EXERCISE
Retype all of the data that follows, line for line.

MATERIAL TO PROCESS

--------------------------------

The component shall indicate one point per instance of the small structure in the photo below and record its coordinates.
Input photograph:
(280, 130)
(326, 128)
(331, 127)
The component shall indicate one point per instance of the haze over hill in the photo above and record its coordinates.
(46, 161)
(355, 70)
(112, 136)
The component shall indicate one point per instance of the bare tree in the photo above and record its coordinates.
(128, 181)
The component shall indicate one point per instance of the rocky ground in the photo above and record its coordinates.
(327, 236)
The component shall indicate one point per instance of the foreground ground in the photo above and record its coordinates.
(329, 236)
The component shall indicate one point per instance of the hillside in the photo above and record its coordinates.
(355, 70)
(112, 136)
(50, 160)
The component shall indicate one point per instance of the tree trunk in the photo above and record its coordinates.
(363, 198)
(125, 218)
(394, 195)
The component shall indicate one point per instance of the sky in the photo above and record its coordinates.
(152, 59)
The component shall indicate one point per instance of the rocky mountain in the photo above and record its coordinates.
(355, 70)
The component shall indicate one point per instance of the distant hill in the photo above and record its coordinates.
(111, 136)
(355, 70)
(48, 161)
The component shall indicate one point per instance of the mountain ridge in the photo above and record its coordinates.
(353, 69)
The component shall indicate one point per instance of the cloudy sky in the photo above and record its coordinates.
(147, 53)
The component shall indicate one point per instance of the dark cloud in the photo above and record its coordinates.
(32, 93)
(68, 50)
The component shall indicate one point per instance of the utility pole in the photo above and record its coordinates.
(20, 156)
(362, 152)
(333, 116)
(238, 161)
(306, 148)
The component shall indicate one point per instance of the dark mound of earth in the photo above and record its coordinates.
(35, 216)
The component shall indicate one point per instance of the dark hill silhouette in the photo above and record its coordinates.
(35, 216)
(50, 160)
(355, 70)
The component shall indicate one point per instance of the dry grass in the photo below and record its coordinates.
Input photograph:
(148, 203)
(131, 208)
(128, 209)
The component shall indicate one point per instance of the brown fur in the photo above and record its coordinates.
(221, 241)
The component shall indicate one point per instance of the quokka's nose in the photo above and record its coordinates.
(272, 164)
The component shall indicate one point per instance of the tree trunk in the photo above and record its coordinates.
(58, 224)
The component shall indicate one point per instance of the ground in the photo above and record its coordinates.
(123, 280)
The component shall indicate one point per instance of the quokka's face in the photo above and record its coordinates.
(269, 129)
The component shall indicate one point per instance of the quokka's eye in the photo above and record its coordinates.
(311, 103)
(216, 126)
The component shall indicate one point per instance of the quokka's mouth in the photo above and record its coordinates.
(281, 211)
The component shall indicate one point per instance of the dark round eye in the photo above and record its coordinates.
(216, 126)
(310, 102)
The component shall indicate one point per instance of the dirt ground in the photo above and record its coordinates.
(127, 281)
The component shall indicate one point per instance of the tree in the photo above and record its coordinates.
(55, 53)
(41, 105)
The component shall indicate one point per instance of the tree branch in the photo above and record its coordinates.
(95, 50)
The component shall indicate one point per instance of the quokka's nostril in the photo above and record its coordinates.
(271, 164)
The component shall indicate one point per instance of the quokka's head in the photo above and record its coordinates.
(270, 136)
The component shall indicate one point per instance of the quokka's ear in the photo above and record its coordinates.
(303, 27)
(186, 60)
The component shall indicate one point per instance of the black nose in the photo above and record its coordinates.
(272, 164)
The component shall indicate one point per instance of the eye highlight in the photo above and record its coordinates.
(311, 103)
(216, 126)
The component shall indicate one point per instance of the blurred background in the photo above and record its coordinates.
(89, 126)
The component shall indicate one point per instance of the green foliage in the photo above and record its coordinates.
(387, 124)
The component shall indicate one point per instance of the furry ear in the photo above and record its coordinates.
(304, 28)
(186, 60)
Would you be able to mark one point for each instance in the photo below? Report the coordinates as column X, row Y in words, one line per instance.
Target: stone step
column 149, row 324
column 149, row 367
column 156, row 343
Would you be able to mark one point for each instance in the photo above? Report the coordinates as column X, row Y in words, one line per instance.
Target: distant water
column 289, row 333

--------------------------------

RESPONSE
The component shall indicate one point per instance of the small structure in the photo below and record its coordinates.
Input photograph:
(280, 130)
(326, 128)
(331, 127)
The component shall indicate one point per instance of the haze over hill in the photo above and record its coordinates.
(46, 161)
(355, 70)
(112, 136)
The component shall indicate one point per instance of the bare tree in the photo above and record its coordinates.
(128, 181)
The component shall indicate one point per instance of the rocky ground in the photo above and record its coordinates.
(327, 236)
The component shall indicate one point per instance of the foreground ground in the photo above and record its coordinates.
(329, 236)
The component shall indicate one point per instance of the hillside in the photo above and record its coordinates.
(355, 70)
(112, 136)
(50, 160)
The component shall indicate one point per instance of the tree trunk in the photo above and record its coordinates.
(363, 198)
(125, 218)
(394, 195)
The component shall indicate one point per instance of the sky in the photo above and record its coordinates.
(152, 59)
The component shall indicate one point per instance of the rocky mountain in the photo above and record its coordinates.
(355, 70)
The component shall indicate one point per instance of the distant hill in the photo above and record its coordinates.
(111, 136)
(355, 70)
(48, 161)
The component shall indicate one point per instance of the mountain ridge in the photo above and record its coordinates.
(353, 69)
The component shall indicate one point per instance of the cloudy sky in the photo above and record its coordinates.
(147, 53)
The component shall indicate one point per instance of the dark cloud in the photo above and record its coordinates.
(32, 93)
(68, 50)
The component shall indicate one point per instance of the utility pole in the photo above and record its coordinates.
(20, 156)
(362, 152)
(333, 116)
(238, 161)
(306, 148)
The component shall indicate one point per instance of the dark mound of earth in the photo above and record its coordinates.
(35, 216)
The component shall indicate one point per instance of the dark hill silhouette in the photo above and record its coordinates.
(35, 216)
(50, 160)
(355, 70)
The component shall indicate one point per instance of the dry grass in the photo below and record its coordinates.
Input photograph:
(148, 203)
(131, 208)
(128, 209)
The component shall indicate one point per instance of the brown fur in the photo above and record its coordinates.
(221, 241)
The component shall indicate one point per instance of the quokka's nose in the photo above and record its coordinates.
(272, 164)
The component shall indicate one point per instance of the tree trunk in the photo above and record its coordinates.
(58, 224)
The component shall indicate one point per instance of the ground in the photo above and record its coordinates.
(123, 280)
The component shall indicate one point per instance of the quokka's face in the photo above and record its coordinates.
(269, 129)
The component shall indicate one point per instance of the quokka's eye in the photo above and record its coordinates.
(311, 103)
(216, 126)
The component shall indicate one point per instance of the quokka's mouth in the photo above and record its coordinates.
(281, 211)
The component shall indicate one point per instance of the dark round eye in the photo above and record its coordinates.
(216, 126)
(310, 102)
The component shall indicate one point per instance of the dirt ground in the photo above and record its coordinates.
(127, 281)
The component shall indicate one point per instance of the tree in the photo above and record its coordinates.
(55, 53)
(41, 105)
The component shall indicate one point per instance of the tree branch in the photo above and record its coordinates.
(95, 50)
The component shall indicate one point per instance of the quokka's nostril in the photo above and record its coordinates.
(271, 164)
The component shall indicate one point per instance of the quokka's head in the photo above and record its coordinates.
(270, 136)
The component shall indicate one point per instance of the quokka's ear in the photo above and record its coordinates.
(303, 27)
(186, 60)
The component shall indicate one point per instance of the black nose in the photo above and record its coordinates.
(272, 164)
The component shall indicate one point per instance of the eye highlight in the photo above and record its coordinates.
(311, 103)
(216, 126)
The component shall indicate one point per instance of the blurred background in the photo above and record its coordinates.
(89, 126)
The component shall indicate one point per instance of the green foliage in the photo above and record its coordinates.
(387, 124)
The component shall indicate one point per instance of the furry ear in the photo above and record its coordinates.
(304, 28)
(186, 60)
Would you be able to mark one point for each instance in the photo below? Report the coordinates as column X, row Y in words, one line per instance.
Target: stone step
column 149, row 324
column 149, row 367
column 156, row 343
Would you be able to mark one point for each instance in the photo above? Report the coordinates as column X, row Y in words, one line per instance.
Target: distant water
column 289, row 333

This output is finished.